---------- EXCERPTED PASSAGE

Sunday, September 10, 2006

Philosophy, Life, Religion

A few years ago a nephew asked me to write of my views on life, religion, and society. I felt the best place to start wass religion, the beliefs about the world and the universe that tend to shape all other beliefs.

I grew up a traditional Methodist, and a part of my life, like that of my family, was the church and all its activities. I defined myself, at least in part, as a member of the Methodist community.

I think I believed the things we all believed in the Methodist church, but I remember vividly a chronic sense of frustration and disappointment because I never experienced that sudden, profound sense of enlightenment that “being born again” was said to cause. Even at revivals I never felt that deep call that Methodists relished as having Jesus enter one’s life.

At college (16 years old) I began to read the great philosophers – Kant, Spinosa, Nietzsche, Freud – with excitement, thinking here I would find the grand answers that somehow my Methodist upbringing had not provided. I also read avidly about the world’s religions, hoping they afforded answers that I hadn’t found in Christianity.

By 18 I had become a conscious doubter. Somehow Methodism in specific and Christianity in general had left me basically a skeptic. I still continued to attend church, more from hhabit and family pressure, but it meant little to me. By 20 I had accepted the fact that I was somewhere between agnostic and atheist.

--------------------
---------- DATA EXCERPTS

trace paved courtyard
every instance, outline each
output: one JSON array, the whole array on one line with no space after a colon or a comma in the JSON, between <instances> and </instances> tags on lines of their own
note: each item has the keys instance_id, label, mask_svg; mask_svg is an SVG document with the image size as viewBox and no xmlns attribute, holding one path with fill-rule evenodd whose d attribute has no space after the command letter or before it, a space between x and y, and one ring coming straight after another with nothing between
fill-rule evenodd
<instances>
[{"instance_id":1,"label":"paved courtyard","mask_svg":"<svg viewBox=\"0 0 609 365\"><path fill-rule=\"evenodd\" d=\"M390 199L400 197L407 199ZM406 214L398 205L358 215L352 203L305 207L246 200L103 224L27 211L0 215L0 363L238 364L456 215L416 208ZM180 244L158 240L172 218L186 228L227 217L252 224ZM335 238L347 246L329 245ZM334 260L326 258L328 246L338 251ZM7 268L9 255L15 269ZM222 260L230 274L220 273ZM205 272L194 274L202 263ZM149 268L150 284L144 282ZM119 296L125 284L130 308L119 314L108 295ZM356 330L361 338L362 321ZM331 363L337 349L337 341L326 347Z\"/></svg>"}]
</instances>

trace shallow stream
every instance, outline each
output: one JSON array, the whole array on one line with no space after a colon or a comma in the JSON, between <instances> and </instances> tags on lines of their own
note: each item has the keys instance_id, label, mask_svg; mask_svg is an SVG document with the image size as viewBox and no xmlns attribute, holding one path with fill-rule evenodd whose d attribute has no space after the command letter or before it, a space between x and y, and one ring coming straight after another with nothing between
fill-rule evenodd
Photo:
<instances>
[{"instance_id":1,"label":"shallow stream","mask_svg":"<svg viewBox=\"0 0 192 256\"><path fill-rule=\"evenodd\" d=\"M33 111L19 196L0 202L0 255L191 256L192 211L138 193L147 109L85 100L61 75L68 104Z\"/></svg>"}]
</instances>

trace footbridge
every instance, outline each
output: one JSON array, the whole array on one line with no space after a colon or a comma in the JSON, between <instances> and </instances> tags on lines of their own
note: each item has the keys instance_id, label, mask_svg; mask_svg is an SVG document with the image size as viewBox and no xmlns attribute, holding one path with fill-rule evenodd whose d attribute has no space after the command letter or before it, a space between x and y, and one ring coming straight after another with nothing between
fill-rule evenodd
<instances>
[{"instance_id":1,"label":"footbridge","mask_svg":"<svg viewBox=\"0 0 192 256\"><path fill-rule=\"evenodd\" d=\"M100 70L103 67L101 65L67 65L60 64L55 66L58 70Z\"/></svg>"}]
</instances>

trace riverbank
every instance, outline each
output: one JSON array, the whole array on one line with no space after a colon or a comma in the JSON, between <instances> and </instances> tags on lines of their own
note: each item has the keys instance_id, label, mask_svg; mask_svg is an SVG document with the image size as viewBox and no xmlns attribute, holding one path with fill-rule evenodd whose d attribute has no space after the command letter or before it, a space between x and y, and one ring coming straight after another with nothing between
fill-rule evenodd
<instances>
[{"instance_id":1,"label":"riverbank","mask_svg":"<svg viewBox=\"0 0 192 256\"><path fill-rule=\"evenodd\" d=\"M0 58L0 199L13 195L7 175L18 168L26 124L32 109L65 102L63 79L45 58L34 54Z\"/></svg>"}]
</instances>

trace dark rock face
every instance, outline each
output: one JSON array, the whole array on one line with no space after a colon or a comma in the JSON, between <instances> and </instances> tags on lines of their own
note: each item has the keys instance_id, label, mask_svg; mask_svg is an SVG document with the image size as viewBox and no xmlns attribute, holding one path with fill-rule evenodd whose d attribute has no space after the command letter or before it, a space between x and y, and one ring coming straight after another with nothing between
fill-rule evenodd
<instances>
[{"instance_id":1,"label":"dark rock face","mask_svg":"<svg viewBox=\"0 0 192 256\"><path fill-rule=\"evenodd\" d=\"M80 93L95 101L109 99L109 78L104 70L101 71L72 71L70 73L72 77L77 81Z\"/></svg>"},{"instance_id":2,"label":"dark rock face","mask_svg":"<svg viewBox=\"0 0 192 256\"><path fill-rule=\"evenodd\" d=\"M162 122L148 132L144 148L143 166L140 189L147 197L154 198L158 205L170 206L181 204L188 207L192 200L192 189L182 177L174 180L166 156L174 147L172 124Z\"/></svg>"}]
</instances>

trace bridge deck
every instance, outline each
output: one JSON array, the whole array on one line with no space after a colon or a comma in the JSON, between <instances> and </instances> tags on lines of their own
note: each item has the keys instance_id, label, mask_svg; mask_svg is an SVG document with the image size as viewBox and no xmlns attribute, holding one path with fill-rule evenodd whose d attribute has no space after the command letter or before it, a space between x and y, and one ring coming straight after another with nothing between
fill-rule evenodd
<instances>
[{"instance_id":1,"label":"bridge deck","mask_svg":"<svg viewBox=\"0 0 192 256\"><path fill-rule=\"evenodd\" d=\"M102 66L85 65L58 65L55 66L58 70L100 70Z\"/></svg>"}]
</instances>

--------------------

◆ **EXERCISE INSTRUCTIONS**:
[A] Quote the post on religion and life word for word, from "At college (16" up to and including "found in Christianity.".
[B] Extend the post on religion and life, picking up after its final sentence.
The entries have no part in any of this.

◆ **ANSWERS FOR THE TASKS**:
[A]
At college (16 years old) I began to read the great philosophers – Kant, Spinosa, Nietzsche, Freud – with excitement, thinking here I would find the grand answers that somehow my Methodist upbringing had not provided. I also read avidly about the world’s religions, hoping they afforded answers that I hadn’t found in Christianity.

[B]
It is difficult to put into words the vast number of questions that no religion had answered for me. But I settled into a lifetime of conscious acceptance of the fact that humans do not have the intellectual capacity to answer the fundamental questions all humans ponder. Is there a creator? What are the limits of the universe? What lies beyond those limits? Ditto for time: what lies before he beginning and after the end?

While my agnosticism became a lifelong part of my nature, my philosophical journey has continued. It think I was attracted to sociology and anthropology in the hope they would help me understand life by understanding the nature of being human. And that hope was, over a period of many decades, answered. I developed a philosophy of life and being that gives me a sense of serenity, of knowing why we are here, how the universe operates – insofar as any human can know these things.

So here are the key elements.

I believe there must be a supreme intelligence who created everything, even though the evidence is only circumstantial. The incredible, wondrous complexity of all life forms, and of the universe, seems to me to argue that creation is more than an accident.

But I cannot believe that this supreme intelligence has a specific plan for the individual, nor that it has any concern for day to day events or human actions. Ergo, I believe that prayer is futile, and that Christian beliefs in salvation and individual responsibility are meaningless.

Consequently, I believe humans do not have the capacity to “know” why we are here. But at the same time I believe that we were created with an intelligence greater than that of any other life form in order to seek answers to the fundamental questions of life and the nature of good and evil.

Humans were created with powers of thought and feeling that set us apart from all other life, even though we are rooted in and part of that life. That gives us responsibility, something no other creatures have been given, for stewardship of the earth and all other life.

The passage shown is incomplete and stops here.